Records from a dataset:
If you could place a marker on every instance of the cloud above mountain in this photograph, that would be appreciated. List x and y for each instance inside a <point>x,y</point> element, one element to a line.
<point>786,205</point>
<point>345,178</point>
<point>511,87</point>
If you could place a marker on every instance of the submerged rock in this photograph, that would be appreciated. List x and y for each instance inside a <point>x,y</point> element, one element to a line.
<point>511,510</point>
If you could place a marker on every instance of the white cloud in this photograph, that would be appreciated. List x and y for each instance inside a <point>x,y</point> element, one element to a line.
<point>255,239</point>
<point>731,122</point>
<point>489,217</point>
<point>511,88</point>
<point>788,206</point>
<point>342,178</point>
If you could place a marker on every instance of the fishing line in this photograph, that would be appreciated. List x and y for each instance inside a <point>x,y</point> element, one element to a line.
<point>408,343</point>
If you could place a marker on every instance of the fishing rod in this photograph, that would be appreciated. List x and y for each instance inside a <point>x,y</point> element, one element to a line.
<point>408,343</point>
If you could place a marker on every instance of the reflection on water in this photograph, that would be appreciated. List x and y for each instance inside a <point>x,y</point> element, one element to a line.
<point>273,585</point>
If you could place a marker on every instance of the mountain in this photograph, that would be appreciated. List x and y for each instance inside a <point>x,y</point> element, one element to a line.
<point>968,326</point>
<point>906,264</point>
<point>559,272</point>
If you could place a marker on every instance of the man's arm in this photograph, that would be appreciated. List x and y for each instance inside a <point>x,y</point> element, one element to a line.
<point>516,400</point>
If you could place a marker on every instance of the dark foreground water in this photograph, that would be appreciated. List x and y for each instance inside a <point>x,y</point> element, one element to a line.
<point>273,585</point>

* **Requirement**: In full and without change, transcribe the data above.

* **Your response**:
If you could place a marker on every instance of the cloud above mountain in this photograph, that would be appreciated. List x and y for each instance inside a <point>x,y</point> element, one element to a line.
<point>786,205</point>
<point>345,178</point>
<point>511,87</point>
If you could place a marker on every instance of the submerged rock in this photograph, that would be appreciated. List x and y for each instance inside a <point>x,y</point> element, one element to a line.
<point>511,510</point>
If you could place a marker on every instance of the white cloud in this photograph, that would be appreciated. List x and y for each instance inside a <point>x,y</point> element, one element to a line.
<point>255,239</point>
<point>731,122</point>
<point>489,217</point>
<point>511,88</point>
<point>788,206</point>
<point>342,178</point>
If you could place a marker on every instance of the fishing line in this photograph, that would be appreciated. List x and y for each instance inside a <point>x,y</point> element, one element to a line.
<point>408,343</point>
If you could place a marker on every instance of the fishing rod in this photograph, that would be appreciated. List x and y for each instance inside a <point>x,y</point> element, one element to a line.
<point>408,343</point>
If you could place a marker on every instance of the reflection on water in this photograph, that would be appreciated. List x and y for each instance inside a <point>x,y</point> element, one element to a line.
<point>273,585</point>
If you could place a marker on every instance of the mountain in this photograph, that would be appreciated. List x and y for each instance inside a <point>x,y</point> element, one element to a line.
<point>968,326</point>
<point>906,264</point>
<point>559,272</point>
If you could place a marker on every instance of the man's arm in this photograph, that would be appreciated. List x and y for each instance inside a <point>x,y</point> element, one element to a line.
<point>516,400</point>
If you could place a marker on every instance of the dark foreground water in this photograph, that would be appreciated. List x and y for each instance inside a <point>x,y</point> element, one element to a line.
<point>273,585</point>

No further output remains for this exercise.